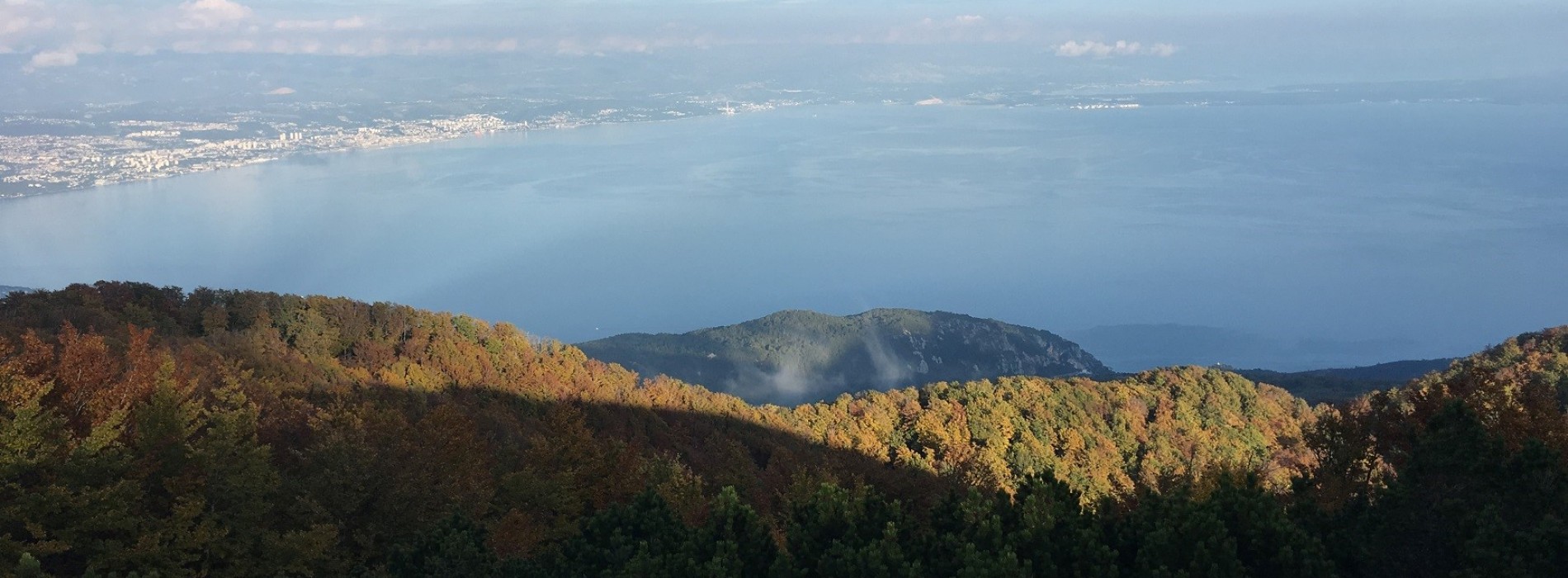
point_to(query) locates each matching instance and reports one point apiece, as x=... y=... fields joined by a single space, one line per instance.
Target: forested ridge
x=224 y=433
x=792 y=357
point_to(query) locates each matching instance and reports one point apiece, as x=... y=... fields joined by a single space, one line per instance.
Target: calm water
x=1430 y=228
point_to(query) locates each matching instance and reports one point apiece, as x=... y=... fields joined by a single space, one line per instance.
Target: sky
x=1388 y=38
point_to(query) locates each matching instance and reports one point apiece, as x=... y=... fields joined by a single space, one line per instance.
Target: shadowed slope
x=322 y=431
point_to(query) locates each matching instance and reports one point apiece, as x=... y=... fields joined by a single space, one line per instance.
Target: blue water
x=1429 y=228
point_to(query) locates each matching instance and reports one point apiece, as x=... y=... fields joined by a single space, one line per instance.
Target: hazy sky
x=1383 y=38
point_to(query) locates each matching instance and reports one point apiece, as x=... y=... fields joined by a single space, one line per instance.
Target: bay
x=1410 y=230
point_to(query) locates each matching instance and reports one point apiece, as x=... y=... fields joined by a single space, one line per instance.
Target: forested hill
x=1343 y=384
x=803 y=355
x=151 y=429
x=242 y=434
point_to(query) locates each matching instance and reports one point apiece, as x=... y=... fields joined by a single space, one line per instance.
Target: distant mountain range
x=803 y=355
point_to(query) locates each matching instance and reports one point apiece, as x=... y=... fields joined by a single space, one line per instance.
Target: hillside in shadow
x=224 y=429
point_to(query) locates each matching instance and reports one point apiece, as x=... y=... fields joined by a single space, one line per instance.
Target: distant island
x=805 y=355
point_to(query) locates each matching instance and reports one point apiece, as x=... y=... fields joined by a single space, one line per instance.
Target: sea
x=1391 y=230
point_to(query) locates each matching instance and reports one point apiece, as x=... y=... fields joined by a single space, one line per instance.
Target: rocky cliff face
x=803 y=355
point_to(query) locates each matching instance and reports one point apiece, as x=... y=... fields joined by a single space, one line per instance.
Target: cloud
x=956 y=29
x=1098 y=49
x=49 y=59
x=353 y=22
x=66 y=55
x=205 y=15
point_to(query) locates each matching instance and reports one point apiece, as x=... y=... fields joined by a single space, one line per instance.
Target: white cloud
x=203 y=15
x=1098 y=49
x=348 y=24
x=54 y=59
x=66 y=55
x=355 y=22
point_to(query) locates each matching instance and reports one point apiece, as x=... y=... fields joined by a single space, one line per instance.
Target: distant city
x=140 y=149
x=92 y=144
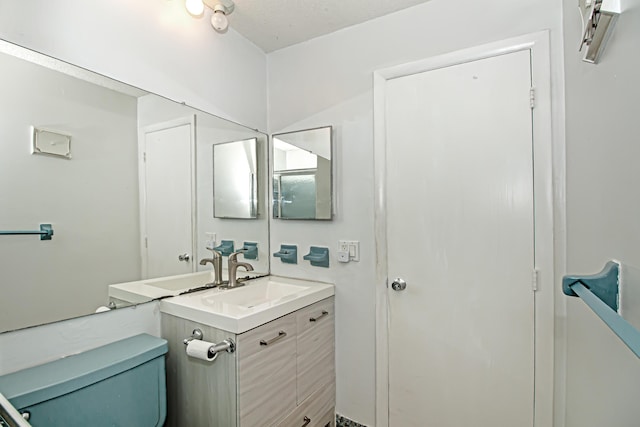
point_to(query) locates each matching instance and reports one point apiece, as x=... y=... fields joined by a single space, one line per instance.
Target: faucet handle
x=214 y=253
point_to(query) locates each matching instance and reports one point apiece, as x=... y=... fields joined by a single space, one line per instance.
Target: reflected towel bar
x=45 y=232
x=600 y=292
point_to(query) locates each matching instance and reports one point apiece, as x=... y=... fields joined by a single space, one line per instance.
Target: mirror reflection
x=235 y=179
x=302 y=174
x=132 y=200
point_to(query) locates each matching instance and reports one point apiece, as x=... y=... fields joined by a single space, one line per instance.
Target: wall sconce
x=603 y=15
x=221 y=9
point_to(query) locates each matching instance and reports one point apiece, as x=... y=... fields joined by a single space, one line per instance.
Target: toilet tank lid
x=62 y=376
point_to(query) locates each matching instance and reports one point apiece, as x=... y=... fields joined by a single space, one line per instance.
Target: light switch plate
x=351 y=248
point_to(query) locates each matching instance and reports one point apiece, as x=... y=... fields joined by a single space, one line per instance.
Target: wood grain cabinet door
x=316 y=348
x=267 y=373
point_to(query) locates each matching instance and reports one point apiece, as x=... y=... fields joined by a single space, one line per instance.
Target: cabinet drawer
x=316 y=349
x=267 y=372
x=313 y=411
x=314 y=315
x=329 y=419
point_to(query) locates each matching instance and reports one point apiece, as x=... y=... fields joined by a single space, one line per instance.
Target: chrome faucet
x=216 y=261
x=233 y=269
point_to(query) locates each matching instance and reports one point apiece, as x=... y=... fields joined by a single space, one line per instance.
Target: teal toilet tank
x=119 y=384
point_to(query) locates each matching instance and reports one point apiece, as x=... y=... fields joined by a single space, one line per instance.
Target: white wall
x=152 y=44
x=328 y=81
x=86 y=213
x=603 y=211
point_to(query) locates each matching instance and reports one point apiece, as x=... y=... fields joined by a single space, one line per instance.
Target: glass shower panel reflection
x=296 y=194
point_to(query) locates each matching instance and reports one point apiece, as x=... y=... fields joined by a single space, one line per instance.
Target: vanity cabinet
x=281 y=374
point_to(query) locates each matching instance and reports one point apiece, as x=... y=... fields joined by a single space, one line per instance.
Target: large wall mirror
x=235 y=179
x=113 y=160
x=303 y=174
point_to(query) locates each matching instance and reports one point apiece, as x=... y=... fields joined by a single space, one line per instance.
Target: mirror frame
x=331 y=175
x=89 y=76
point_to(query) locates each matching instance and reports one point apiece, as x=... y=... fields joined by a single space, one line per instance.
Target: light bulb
x=194 y=7
x=219 y=21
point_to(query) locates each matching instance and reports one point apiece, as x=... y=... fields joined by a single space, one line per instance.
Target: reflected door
x=168 y=202
x=460 y=233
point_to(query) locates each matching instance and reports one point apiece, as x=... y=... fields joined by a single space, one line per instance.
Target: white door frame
x=538 y=44
x=142 y=180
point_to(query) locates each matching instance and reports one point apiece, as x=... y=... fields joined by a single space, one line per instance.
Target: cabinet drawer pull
x=315 y=319
x=281 y=335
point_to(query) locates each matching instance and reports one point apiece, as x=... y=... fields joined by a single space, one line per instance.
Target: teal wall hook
x=287 y=254
x=225 y=248
x=318 y=256
x=601 y=293
x=604 y=285
x=250 y=250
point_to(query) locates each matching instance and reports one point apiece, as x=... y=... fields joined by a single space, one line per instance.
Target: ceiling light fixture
x=220 y=8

- DIRECTION: Reproduce every entry word for word, but omit the pictures.

- THE RESPONSE:
point_to(query) locates each matching instance and reports one point apiece, as x=... y=... fields joined by a single space, one line per instance.
Target: forested ridge
x=224 y=433
x=792 y=357
point_to(query) locates each matching instance and reports one point apiece, as x=... y=... fields joined by a single space, one line per instance.
Target: calm water
x=1430 y=228
point_to(query) locates each matching instance and reports one point apiece, as x=... y=... fields joined by a single space, one line per instance.
Target: sky
x=1388 y=38
point_to(query) locates each matching instance and reports one point apiece, as x=... y=... fields joined by a single space, one line per instance.
Target: shadowed slope
x=322 y=431
point_to(query) locates each matching instance and reports one point apiece, as x=... y=... fields joined by a single space, one line per instance.
Target: blue water
x=1429 y=228
point_to(query) locates each matching instance and reports one point apiece, as x=... y=... fields joined by a single space, one line per instance.
Target: hazy sky
x=1383 y=38
point_to(query) locates each matching instance and reports one point apiece, as x=... y=... fields joined by a single space, one line per instance.
Target: bay
x=1410 y=230
point_to(query) locates each matching instance and reports one point apiece, as x=... y=... fields joined by a single space, one line per instance.
Target: forested hill
x=1343 y=384
x=803 y=355
x=151 y=429
x=242 y=434
point_to(query) locates each matching instance and reports one point apiece, as x=... y=... fields joined by a single space, one line per instance.
Target: distant mountain range
x=803 y=355
point_to(query) locates each matching instance and reports one point apiece, as x=... y=... fields joined by a single space, one line per instance.
Target: hillside in shadow
x=224 y=429
point_to(query) locates each matching instance and reports one point apiece, as x=... y=... fields joined by a single space, one line per instance.
Target: distant island
x=805 y=355
point_to(query) locates each matching instance and reports one point apiece, as x=... y=... fields joined by a single space, one line per instance.
Target: sea
x=1391 y=230
point_to(query) locates each matching instance and reports one point apiece, as x=... y=... fields joined by a single space, one line per instance.
Target: rocky cliff face
x=803 y=355
point_to(query) locates each matching instance and reports one point apiece, as x=... y=... fields joined by a single space, one line per instance.
Target: cloud
x=956 y=29
x=1098 y=49
x=49 y=59
x=353 y=22
x=66 y=55
x=205 y=15
point_to(query) locates each matching instance and reports one point apiece, as x=... y=... fields joined by a single space, one line per instance.
Target: white cloud
x=203 y=15
x=1098 y=49
x=348 y=24
x=54 y=59
x=66 y=55
x=355 y=22
point_to(query) locates each matching instance and reports one point apiece, as x=... y=... fields joined by a single space, one line per instance.
Target: distant city
x=140 y=149
x=92 y=144
point_to(query) locates each matching instance and reports one point apiece, as x=... y=... fields joined by a single space, one line per instance.
Target: faucet handle
x=214 y=253
point_to(query) locates each matching instance and reports one point apiece, as x=... y=... fields joined by a single space, one line per instance.
Target: reflected towel bar
x=45 y=232
x=600 y=292
point_to(query) locates each matching instance and reports one point apiece, as x=... y=... fields joined by a single space, one line per instance.
Target: mirror reflection
x=235 y=179
x=302 y=174
x=132 y=200
point_to(query) locates each matching instance and reports one point apiece, as x=... y=... fields joined by a single space, one line per instance.
Target: wall sconce
x=603 y=15
x=221 y=9
point_to(query) locates each matching instance and reports one point apiece, as x=... y=... fields joined by a single space, one line per instance.
Target: toilet tank lid
x=62 y=376
point_to(query) locates each matching instance and reports one point apiece, as x=... y=... fields joined by a single space, one line per instance.
Target: light switch plate
x=351 y=248
point_to(query) locates each matching instance and reports one point apiece, as x=... y=... fields joined by a single space, one line per instance.
Target: wood grain cabinet door
x=316 y=348
x=267 y=373
point_to(query) locates each matching instance and reports one point apiece, as x=... y=... fields joined by a single space, one line per instance.
Target: cabinet drawer
x=316 y=349
x=267 y=372
x=313 y=411
x=314 y=315
x=329 y=419
point_to(query) locates each matching instance and reports one point apiece, as x=... y=... fields joined by a single space, one line per instance.
Target: chrome faucet
x=216 y=261
x=233 y=269
point_to(query) locates each matching instance and reports one point apiece, as x=... y=... fields joined by a single space, one line per instance.
Target: teal toilet tank
x=119 y=384
point_to(query) locates each matching instance and reports one point apiece, as x=... y=... fields joined by a single space, one line per instance.
Target: white wall
x=152 y=44
x=328 y=81
x=86 y=213
x=603 y=211
point_to(query) locates each matching instance and reports one point apiece, as x=... y=... fields joined by a single space, one line per instance.
Target: glass shower panel reflection
x=296 y=194
point_to(query) locates each matching instance and reports one point apiece, as x=... y=... fields joined by a single space, one line per instance.
Target: vanity cabinet
x=281 y=374
point_to(query) locates each matching instance and reports one point apiece, as x=... y=... fields joined by a single space, one line per instance.
Target: large wall mirror
x=235 y=179
x=113 y=160
x=303 y=174
point_to(query) locates each matching instance and reports one point apiece, as x=... y=... fields joined by a single space, one line per instance.
Target: mirror frame
x=331 y=175
x=89 y=76
point_to(query) locates each matching instance and reports one point apiece, as x=... y=... fields joined by a single space, one line per instance.
Target: light bulb
x=194 y=7
x=219 y=21
point_to(query) locates each matching instance and reports one point apiece, as x=... y=... fields joined by a single space, one line per instance.
Target: reflected door
x=168 y=202
x=460 y=233
point_to(query) locates each matching instance and reports one point apiece, as x=... y=... fields joined by a single space, one line per instance.
Target: white door frame
x=538 y=44
x=142 y=180
point_to(query) locates each matching instance and reports one point apiece, as x=... y=... fields joined by a single space, one line per instance.
Target: cabinet drawer pull
x=315 y=319
x=281 y=335
point_to(query) locates each matching instance and reports one point apiece, as x=... y=... fields joined by a single space, one line per instance.
Target: teal wall hook
x=287 y=254
x=225 y=248
x=318 y=256
x=601 y=293
x=604 y=285
x=250 y=250
point_to(query) locates each matching instance and reports one point apiece, as x=... y=... fields joined by a single space, one line per instance.
Target: ceiling light fixture
x=220 y=8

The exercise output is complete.